EXERCISE TEXT:
Tag Archives: Feldenkrais® Victoria

Feldenkrais in the Pool?

by Renee Lindstrom, GCFP

Pic by Pixaby

Recently a client asked if I would come into the pool for our Feldenkrais session.  I couldn’t see any reason not to and was curious about the upcoming experience.

The day arrives and this clients physio and I are at the outdoor pool with them.  I begin with listening and observing what their routine is in the pool before sharing any possible movement patterns.  What I recognize is simple and doable movements are missing.  Movements such as rotating leg in a circle to loosen hip-joint and create a brains connection to using this rotation in future patterns of movement.  A movement the client can successful do in the pool without strain or pain.  I suggested this pattern and then added ankle joint circles.  In the water this movement was more available and the client had more ease in turning one foot in a circle once again increasing the connection between the brain and the action.  Finally going to their knees and to explore bending them to bring them up one at a time to mimic walking which is doable in the water.

After a few minutes of creating these easy patterns that are difficult on dry land I suggest that the client stretch out in the water face down and begin to bring knees towards chest to mimic crawling.  Beautiful precursor to walking!

Feldenkrais in the water?  YES!

LISTED RECORDS:
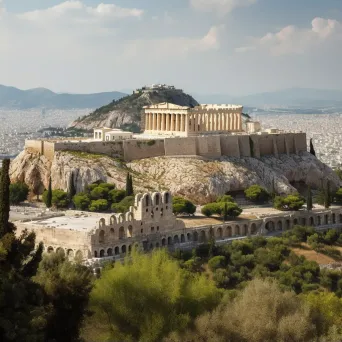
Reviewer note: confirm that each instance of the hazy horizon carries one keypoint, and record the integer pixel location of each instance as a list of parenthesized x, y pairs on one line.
[(202, 46)]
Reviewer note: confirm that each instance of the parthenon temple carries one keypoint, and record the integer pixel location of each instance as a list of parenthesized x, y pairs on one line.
[(170, 119)]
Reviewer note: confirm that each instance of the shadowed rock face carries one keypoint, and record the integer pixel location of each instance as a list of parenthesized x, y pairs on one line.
[(129, 110), (198, 180)]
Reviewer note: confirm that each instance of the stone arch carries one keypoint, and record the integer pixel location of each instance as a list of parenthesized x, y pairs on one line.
[(219, 233), (113, 220), (129, 231), (121, 218), (60, 250), (79, 255), (280, 225), (146, 200), (121, 232), (156, 198), (102, 223), (101, 236), (70, 254), (228, 232), (312, 221), (203, 236), (129, 216), (166, 197), (112, 233), (253, 228), (287, 224), (270, 226)]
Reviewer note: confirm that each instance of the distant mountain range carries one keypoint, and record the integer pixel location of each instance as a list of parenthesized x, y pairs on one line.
[(14, 98), (293, 97)]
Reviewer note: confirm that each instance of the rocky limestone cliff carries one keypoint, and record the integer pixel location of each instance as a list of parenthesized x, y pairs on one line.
[(194, 178), (128, 111)]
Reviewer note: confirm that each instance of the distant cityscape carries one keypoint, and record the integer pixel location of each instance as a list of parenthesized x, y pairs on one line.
[(324, 129)]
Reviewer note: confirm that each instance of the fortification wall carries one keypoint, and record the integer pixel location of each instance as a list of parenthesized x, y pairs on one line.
[(230, 146), (35, 145), (300, 142), (111, 148), (178, 147), (139, 149), (208, 146), (244, 145)]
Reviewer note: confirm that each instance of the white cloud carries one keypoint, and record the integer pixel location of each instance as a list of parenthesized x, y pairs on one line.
[(294, 40), (221, 7), (76, 9)]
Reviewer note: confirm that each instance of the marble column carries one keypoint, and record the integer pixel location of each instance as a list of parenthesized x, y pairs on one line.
[(146, 121)]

WORK REQUEST 1: Restate the pool article's passage that begins at "After a few" and stops after "precursor to walking!", putting "creeping" in place of "crawling".
WORK REQUEST 2: In the pool article, who else was at the outdoor pool with the author and the client?
Rely on the text alone, not on the rows.

RESPONSE AREA 1:
After a few minutes of creating these easy patterns that are difficult on dry land I suggest that the client stretch out in the water face down and begin to bring knees towards chest to mimic creeping.  Beautiful precursor to walking!

RESPONSE AREA 2: The client's physio.